Print verbatim every line of the records from the one containing "of the windshield" to the final line of the records, both included, and nothing else.

**Extracted records:**
-*-*-

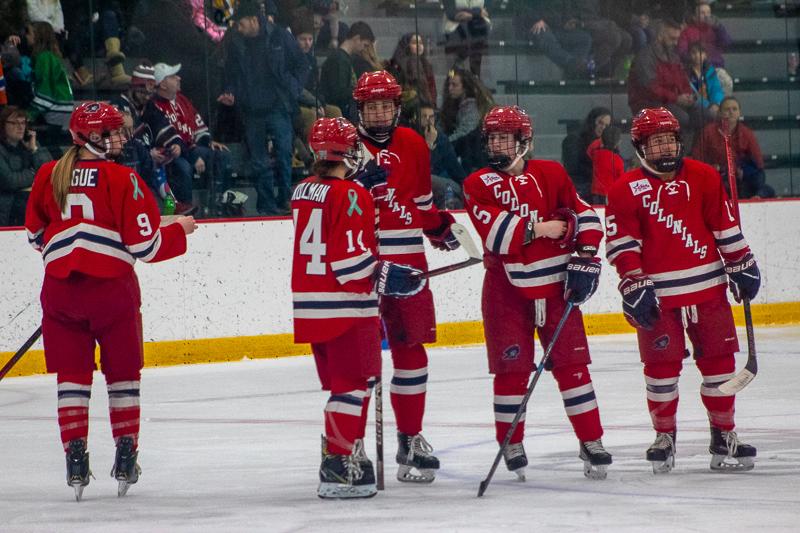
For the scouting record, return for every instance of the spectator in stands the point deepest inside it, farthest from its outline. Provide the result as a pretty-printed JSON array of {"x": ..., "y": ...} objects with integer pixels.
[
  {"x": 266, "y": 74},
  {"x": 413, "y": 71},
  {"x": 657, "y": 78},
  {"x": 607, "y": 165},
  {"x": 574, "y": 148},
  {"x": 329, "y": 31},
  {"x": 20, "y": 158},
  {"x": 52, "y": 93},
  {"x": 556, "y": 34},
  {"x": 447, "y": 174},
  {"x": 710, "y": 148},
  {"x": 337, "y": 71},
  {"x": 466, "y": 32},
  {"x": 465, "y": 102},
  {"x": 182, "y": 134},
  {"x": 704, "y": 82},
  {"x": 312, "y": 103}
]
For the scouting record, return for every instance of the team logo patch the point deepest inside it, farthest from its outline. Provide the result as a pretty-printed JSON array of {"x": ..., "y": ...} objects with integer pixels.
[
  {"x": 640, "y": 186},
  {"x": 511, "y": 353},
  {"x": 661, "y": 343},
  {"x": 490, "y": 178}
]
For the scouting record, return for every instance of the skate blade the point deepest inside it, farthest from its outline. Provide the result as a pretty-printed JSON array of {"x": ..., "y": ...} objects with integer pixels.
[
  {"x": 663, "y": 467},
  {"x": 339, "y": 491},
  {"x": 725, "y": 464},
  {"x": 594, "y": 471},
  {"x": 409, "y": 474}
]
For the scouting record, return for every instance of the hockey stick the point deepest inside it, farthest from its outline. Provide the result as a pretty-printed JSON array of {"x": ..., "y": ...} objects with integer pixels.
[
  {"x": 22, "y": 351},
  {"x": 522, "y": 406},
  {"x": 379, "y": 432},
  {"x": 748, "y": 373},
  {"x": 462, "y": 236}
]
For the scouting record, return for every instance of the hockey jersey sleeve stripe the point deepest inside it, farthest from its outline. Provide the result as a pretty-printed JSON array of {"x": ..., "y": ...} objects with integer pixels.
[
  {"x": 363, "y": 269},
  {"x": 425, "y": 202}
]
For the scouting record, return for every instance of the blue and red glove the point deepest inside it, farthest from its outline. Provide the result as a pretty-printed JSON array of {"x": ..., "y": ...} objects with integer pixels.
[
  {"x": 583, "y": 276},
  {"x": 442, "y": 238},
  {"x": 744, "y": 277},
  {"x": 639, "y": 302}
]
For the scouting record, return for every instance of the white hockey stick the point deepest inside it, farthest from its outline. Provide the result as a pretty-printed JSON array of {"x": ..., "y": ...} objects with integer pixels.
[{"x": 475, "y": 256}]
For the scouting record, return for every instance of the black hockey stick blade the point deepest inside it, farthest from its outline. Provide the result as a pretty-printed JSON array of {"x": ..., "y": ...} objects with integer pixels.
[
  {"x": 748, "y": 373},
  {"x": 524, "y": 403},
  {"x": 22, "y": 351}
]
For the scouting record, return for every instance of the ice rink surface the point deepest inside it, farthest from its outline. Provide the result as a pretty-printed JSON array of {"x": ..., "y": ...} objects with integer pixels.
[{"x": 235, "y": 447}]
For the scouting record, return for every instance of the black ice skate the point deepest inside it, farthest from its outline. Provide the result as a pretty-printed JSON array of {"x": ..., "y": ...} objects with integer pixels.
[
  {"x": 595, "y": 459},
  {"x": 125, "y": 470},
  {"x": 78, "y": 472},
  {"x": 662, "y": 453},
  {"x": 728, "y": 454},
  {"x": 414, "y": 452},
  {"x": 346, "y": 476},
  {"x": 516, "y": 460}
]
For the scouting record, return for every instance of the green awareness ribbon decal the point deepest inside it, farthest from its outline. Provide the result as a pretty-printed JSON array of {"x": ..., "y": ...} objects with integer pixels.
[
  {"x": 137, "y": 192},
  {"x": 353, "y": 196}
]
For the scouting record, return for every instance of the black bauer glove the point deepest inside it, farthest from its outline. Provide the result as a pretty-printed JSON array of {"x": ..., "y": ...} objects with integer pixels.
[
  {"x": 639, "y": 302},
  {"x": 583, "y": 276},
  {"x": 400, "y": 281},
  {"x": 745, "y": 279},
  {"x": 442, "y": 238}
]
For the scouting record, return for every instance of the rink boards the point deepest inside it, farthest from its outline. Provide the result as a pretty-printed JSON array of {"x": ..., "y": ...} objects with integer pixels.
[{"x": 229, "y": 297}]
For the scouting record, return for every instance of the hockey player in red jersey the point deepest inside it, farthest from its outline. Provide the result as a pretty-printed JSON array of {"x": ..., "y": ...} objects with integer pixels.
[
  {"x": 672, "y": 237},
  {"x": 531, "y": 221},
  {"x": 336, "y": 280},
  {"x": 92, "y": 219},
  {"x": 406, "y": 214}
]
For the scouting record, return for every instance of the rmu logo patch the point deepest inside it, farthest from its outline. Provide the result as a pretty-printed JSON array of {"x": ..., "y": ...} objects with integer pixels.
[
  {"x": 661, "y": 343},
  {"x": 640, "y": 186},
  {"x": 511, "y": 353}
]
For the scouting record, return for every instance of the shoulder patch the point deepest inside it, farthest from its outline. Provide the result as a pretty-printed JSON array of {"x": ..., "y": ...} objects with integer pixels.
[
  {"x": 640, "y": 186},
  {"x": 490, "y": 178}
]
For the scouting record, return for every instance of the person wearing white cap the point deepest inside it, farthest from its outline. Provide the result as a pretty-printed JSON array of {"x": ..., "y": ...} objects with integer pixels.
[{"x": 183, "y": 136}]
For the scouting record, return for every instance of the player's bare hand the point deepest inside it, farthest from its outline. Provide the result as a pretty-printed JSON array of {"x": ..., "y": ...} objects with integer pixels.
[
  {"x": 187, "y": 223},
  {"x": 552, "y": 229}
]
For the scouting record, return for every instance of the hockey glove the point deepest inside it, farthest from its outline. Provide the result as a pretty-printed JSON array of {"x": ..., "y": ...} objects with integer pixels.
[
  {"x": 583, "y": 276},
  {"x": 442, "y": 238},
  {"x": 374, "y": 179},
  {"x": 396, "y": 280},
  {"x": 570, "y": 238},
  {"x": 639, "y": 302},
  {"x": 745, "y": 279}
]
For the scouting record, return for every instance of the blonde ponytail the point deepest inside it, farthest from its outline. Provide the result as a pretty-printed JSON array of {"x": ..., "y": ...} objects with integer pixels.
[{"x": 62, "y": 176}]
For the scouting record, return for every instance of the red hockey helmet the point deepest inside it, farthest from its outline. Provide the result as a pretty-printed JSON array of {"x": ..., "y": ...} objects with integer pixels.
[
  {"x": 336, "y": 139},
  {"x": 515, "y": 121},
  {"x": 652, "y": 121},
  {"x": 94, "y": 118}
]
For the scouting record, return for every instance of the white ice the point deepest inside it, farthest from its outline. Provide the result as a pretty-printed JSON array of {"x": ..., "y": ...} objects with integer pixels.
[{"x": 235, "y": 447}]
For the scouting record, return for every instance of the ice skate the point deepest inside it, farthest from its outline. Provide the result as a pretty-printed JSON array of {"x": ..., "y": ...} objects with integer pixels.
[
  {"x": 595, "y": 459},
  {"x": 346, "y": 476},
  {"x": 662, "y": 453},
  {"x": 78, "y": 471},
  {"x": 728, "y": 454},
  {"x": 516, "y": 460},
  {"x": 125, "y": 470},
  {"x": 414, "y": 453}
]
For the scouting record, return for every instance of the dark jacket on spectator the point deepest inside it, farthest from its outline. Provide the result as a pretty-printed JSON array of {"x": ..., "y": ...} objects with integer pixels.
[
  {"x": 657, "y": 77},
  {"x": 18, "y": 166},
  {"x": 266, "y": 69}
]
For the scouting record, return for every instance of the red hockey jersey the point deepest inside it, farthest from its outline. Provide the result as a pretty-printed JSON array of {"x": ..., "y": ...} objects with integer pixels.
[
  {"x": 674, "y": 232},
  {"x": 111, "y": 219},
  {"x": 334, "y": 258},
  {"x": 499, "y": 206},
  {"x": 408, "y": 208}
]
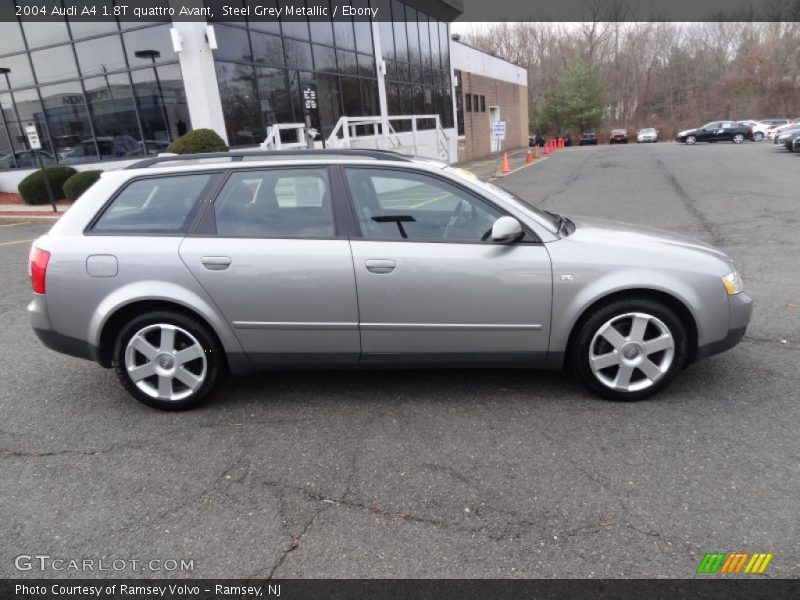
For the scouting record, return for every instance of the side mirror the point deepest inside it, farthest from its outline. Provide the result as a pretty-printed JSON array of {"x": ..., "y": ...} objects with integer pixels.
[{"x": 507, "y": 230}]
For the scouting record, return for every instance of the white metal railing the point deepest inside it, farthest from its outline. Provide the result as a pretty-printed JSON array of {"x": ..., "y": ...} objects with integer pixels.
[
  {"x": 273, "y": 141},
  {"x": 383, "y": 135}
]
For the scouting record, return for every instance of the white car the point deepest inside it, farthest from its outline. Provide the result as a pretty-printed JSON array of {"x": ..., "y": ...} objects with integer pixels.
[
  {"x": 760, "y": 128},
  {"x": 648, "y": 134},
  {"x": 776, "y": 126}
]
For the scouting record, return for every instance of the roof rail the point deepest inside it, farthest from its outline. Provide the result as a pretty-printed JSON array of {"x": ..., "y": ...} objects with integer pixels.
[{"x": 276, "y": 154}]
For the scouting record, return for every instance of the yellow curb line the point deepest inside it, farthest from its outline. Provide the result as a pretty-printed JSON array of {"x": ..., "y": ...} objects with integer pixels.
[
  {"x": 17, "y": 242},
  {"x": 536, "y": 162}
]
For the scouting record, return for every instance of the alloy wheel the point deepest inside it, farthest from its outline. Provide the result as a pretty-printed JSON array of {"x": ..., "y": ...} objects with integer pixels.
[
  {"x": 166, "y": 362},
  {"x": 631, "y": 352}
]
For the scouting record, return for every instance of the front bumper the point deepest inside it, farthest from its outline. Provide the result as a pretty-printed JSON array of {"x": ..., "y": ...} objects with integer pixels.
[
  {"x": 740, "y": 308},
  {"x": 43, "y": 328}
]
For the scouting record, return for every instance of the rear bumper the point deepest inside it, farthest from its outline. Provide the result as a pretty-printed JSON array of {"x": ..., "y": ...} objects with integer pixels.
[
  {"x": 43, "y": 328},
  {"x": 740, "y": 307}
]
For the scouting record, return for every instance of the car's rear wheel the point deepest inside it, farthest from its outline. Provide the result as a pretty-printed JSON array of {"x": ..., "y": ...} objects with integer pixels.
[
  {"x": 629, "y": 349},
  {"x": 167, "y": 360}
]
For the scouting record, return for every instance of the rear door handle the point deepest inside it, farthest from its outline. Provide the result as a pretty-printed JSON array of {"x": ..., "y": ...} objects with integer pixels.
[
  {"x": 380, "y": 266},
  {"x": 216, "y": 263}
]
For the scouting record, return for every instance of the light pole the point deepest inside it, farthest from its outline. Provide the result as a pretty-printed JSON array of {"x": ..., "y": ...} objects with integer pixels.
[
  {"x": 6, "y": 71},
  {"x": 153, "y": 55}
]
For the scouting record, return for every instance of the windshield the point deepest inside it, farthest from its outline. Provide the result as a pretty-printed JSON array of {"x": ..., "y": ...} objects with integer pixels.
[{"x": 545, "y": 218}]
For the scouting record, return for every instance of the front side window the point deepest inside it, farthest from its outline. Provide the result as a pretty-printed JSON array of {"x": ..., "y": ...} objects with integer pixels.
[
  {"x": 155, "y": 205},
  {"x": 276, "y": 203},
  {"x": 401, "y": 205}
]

-*-*-

**Exercise answer:**
For the scouting record, return for every instance of the windshield the point deepest inside it, farthest from its outline. Provide the result as a pretty-printed JSON array of {"x": ..., "y": ...} objects with integer pixels.
[{"x": 545, "y": 218}]
For the scouting record, return for every instance of the front side window the point deepest inside it, farthest from its outline. Provide the result as a pretty-printed JSON array of {"x": ..., "y": ...} objects with integer pixels.
[
  {"x": 155, "y": 205},
  {"x": 276, "y": 203},
  {"x": 401, "y": 205}
]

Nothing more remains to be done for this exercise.